Format the lines below, from the one holding "Class name: white hat" through the one holding "[162,96,262,110]", inclusive, as a numbered list. Leave out any blank lines.

# MATERIAL
☆ ☆ ☆ ☆

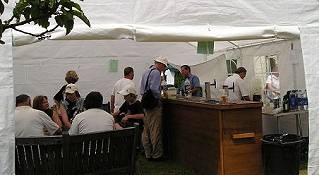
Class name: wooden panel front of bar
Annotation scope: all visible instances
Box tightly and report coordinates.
[163,99,262,175]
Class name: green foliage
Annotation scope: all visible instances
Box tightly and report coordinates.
[0,0,91,41]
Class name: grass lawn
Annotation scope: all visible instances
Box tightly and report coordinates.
[135,154,307,175]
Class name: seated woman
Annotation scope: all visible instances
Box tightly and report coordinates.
[32,95,62,128]
[113,86,144,129]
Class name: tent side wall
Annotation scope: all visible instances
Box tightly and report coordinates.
[0,31,15,174]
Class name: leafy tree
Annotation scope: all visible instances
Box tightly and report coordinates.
[0,0,91,44]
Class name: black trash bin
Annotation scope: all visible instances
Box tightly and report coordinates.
[262,134,303,175]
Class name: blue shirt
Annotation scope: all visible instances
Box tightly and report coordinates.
[140,66,161,99]
[179,74,202,97]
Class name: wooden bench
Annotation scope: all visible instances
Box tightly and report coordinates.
[15,125,138,175]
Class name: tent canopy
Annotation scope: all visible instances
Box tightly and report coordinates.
[0,0,319,175]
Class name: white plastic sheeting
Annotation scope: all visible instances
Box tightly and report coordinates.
[0,0,319,175]
[13,24,299,46]
[0,31,15,174]
[301,26,319,175]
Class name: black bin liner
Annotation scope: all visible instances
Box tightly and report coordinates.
[262,134,303,175]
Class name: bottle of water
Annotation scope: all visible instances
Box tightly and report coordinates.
[289,90,297,111]
[303,90,308,110]
[297,90,304,110]
[184,78,192,97]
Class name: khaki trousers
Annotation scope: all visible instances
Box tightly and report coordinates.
[142,106,163,158]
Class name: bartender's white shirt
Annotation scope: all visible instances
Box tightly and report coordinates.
[266,75,280,91]
[224,74,249,101]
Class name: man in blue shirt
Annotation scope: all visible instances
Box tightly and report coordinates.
[180,65,202,97]
[140,56,168,161]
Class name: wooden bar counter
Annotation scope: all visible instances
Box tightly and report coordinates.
[162,98,262,175]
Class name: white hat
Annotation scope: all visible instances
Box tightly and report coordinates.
[65,83,78,94]
[154,56,168,67]
[118,85,137,96]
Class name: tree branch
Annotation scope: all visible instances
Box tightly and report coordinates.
[4,13,53,30]
[12,25,59,37]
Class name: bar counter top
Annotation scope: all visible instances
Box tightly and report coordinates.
[162,96,262,175]
[162,96,262,110]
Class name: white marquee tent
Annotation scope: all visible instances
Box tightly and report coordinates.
[0,0,319,175]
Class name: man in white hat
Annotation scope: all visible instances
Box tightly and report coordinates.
[140,56,168,160]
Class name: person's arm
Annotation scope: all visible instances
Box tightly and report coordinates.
[68,116,80,135]
[111,94,115,113]
[239,80,250,101]
[122,114,144,122]
[52,107,62,128]
[39,111,60,135]
[53,85,66,102]
[243,96,250,101]
[191,76,201,93]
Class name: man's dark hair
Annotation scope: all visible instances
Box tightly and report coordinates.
[32,95,48,111]
[84,91,103,109]
[181,64,191,72]
[124,67,134,76]
[16,94,30,106]
[235,67,247,74]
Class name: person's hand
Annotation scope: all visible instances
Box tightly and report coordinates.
[122,115,128,123]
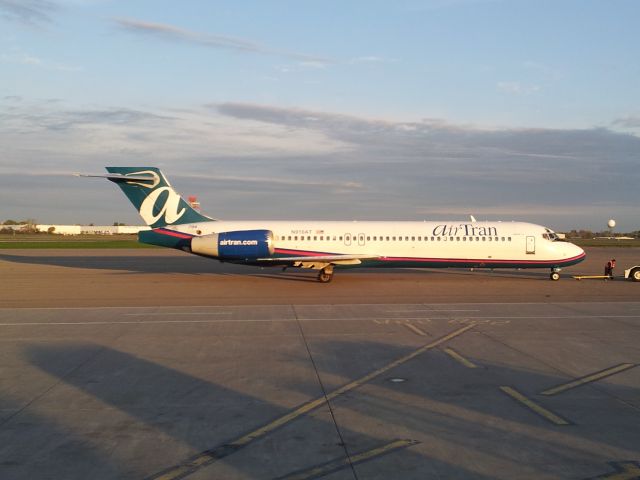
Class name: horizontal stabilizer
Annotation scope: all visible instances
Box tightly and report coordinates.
[74,173,155,182]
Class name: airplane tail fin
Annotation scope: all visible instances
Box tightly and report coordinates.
[86,167,212,228]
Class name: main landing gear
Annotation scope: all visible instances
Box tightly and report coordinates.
[318,265,333,283]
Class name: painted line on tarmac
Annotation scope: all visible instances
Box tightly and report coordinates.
[147,325,475,480]
[122,312,233,317]
[402,322,427,337]
[275,440,420,480]
[500,386,571,425]
[384,308,480,313]
[541,363,638,395]
[0,315,640,327]
[0,301,640,311]
[443,348,478,368]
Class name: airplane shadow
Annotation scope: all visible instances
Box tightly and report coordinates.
[8,334,640,479]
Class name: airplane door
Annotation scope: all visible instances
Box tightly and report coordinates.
[527,237,536,253]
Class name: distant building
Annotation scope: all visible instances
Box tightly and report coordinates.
[34,225,151,235]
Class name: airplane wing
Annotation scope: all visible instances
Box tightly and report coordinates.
[258,255,381,266]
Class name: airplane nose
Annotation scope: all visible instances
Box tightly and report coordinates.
[569,243,585,257]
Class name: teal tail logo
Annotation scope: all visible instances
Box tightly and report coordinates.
[106,167,212,228]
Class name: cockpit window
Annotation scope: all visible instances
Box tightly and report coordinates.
[542,228,560,242]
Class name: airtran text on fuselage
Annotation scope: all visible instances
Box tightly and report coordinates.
[432,223,498,237]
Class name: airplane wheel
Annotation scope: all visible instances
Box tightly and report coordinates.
[318,270,333,283]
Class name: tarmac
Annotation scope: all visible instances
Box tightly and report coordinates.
[0,248,640,480]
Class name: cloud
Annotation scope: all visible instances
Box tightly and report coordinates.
[611,115,640,130]
[0,0,59,26]
[496,82,541,95]
[0,98,640,230]
[113,18,331,65]
[0,51,82,72]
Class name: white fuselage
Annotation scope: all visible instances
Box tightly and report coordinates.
[170,220,584,268]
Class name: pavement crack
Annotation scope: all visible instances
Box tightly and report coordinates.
[291,305,358,480]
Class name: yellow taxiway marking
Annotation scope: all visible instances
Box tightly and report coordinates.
[276,440,419,480]
[147,324,475,480]
[541,363,637,395]
[500,386,570,425]
[443,348,478,368]
[595,462,640,480]
[402,323,427,337]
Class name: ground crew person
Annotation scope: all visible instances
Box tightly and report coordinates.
[604,258,616,278]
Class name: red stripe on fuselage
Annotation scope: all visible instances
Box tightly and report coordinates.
[275,248,586,265]
[153,228,193,240]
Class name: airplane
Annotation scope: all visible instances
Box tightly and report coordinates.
[78,167,586,283]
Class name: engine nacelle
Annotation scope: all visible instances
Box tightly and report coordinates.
[191,230,273,260]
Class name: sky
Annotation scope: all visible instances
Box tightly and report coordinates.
[0,0,640,232]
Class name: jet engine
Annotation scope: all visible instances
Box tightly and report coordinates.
[191,230,273,261]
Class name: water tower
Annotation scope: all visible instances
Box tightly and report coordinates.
[189,195,200,211]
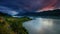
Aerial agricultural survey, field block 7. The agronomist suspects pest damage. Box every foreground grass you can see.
[0,16,31,34]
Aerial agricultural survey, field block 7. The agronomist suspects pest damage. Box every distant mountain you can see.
[0,12,11,16]
[17,9,60,16]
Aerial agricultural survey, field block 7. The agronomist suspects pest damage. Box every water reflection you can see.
[23,18,60,34]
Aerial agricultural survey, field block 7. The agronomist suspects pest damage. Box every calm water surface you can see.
[23,17,60,34]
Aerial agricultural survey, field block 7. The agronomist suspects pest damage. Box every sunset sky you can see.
[0,0,60,15]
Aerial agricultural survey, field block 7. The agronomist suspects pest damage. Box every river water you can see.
[23,17,60,34]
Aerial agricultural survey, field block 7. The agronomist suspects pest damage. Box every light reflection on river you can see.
[23,17,60,34]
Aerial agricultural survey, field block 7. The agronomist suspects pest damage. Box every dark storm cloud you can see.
[0,0,60,11]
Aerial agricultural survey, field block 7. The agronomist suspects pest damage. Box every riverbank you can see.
[0,16,31,34]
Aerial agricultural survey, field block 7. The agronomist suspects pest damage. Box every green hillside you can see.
[0,12,31,34]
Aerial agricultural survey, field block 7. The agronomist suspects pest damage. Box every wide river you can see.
[23,17,60,34]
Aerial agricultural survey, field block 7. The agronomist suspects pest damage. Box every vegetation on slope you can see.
[0,12,31,34]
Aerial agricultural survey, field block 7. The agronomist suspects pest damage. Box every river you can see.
[23,17,60,34]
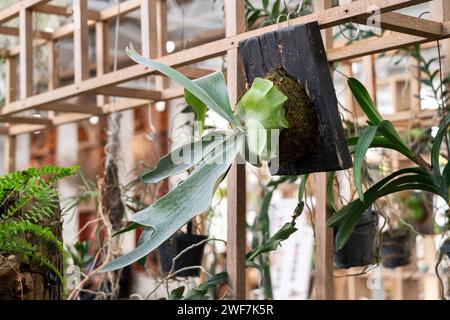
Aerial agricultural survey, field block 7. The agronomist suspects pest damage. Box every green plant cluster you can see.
[0,165,78,281]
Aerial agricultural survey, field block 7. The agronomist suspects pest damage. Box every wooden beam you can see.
[0,0,50,24]
[73,0,89,84]
[97,87,161,101]
[313,0,336,300]
[47,41,59,91]
[19,9,34,99]
[34,4,100,21]
[327,23,450,62]
[1,0,450,114]
[100,0,141,21]
[0,26,52,40]
[141,0,158,59]
[5,57,17,103]
[0,116,53,126]
[4,136,16,173]
[95,21,110,106]
[353,12,444,39]
[0,126,9,135]
[39,102,103,115]
[225,0,247,300]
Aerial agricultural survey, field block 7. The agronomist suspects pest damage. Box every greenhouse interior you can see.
[0,0,450,302]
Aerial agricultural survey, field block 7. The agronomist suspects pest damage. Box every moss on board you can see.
[265,67,320,166]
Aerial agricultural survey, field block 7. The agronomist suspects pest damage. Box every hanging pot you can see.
[239,22,352,175]
[334,209,378,269]
[159,222,208,277]
[380,230,412,269]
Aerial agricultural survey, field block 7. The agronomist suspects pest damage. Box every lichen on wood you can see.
[265,67,320,166]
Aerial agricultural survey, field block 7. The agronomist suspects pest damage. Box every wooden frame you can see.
[0,0,450,299]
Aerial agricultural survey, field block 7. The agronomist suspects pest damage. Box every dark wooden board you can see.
[239,22,352,175]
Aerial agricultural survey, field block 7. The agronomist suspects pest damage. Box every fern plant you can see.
[0,165,78,282]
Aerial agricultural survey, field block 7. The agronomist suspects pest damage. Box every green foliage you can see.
[0,165,78,222]
[327,79,450,249]
[102,45,287,272]
[126,43,242,129]
[0,166,78,281]
[236,78,289,129]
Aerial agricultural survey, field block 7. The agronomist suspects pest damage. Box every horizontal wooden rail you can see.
[0,0,50,24]
[96,87,161,101]
[0,26,52,40]
[0,116,53,126]
[353,12,443,38]
[34,4,101,21]
[1,0,438,115]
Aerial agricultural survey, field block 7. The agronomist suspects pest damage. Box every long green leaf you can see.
[184,71,233,135]
[347,78,383,125]
[102,134,242,272]
[126,43,242,129]
[142,131,226,183]
[236,78,289,129]
[327,171,337,212]
[378,120,415,159]
[327,167,427,227]
[353,126,378,202]
[181,271,228,300]
[247,223,297,261]
[431,115,450,176]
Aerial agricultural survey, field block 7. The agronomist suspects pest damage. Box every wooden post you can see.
[95,21,110,106]
[141,0,169,197]
[314,0,334,300]
[141,0,158,59]
[225,0,246,300]
[363,54,377,105]
[5,57,17,103]
[3,57,17,173]
[73,0,89,84]
[47,41,59,91]
[19,9,33,99]
[4,136,16,173]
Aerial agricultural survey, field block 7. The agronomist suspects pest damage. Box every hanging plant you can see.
[102,45,298,271]
[327,78,450,249]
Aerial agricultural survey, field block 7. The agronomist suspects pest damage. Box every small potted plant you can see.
[380,227,413,269]
[334,208,378,269]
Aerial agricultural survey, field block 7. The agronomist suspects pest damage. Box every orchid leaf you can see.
[353,126,378,202]
[347,78,383,125]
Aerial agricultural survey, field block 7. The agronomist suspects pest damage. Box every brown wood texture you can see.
[225,0,247,300]
[239,22,352,175]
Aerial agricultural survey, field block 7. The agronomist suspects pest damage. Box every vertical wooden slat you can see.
[225,0,246,299]
[314,0,334,300]
[141,0,158,58]
[5,57,17,103]
[73,0,89,84]
[47,41,59,91]
[95,21,110,106]
[19,9,33,99]
[363,55,377,105]
[4,136,16,173]
[149,0,169,192]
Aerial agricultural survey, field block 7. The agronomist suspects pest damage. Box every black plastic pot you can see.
[334,209,378,269]
[380,230,412,269]
[159,233,207,277]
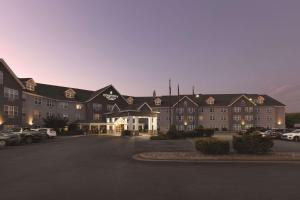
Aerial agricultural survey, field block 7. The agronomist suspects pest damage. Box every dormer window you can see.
[206,97,215,105]
[127,97,133,105]
[65,88,76,99]
[154,97,161,106]
[257,96,265,104]
[26,79,36,91]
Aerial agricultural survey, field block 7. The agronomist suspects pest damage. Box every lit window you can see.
[0,71,3,85]
[154,98,161,106]
[34,97,42,105]
[4,105,19,118]
[4,87,19,101]
[233,107,242,113]
[65,89,76,99]
[76,104,82,110]
[206,97,215,105]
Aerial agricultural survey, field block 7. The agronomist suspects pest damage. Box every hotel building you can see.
[0,59,285,133]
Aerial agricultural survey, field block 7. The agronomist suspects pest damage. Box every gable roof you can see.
[0,58,25,89]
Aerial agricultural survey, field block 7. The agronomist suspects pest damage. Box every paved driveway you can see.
[0,136,300,200]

☆ ☆ ☆ ☆

# TASK ANSWER
1. Class name: white hat
2. Annotation scope: all visible instances
3. Box tightly and report coordinates.
4. [65,83,78,94]
5. [154,56,168,67]
6. [118,85,137,96]
7. Class name: tree branch
8. Annotation scope: all visible instances
9. Box tightly and report coordinates.
10. [4,13,53,30]
11. [12,25,59,37]
12. Class name: bar counter top
13. Annotation scope: all visible instances
14. Box tightly and report coordinates.
15. [162,96,262,175]
16. [162,96,262,110]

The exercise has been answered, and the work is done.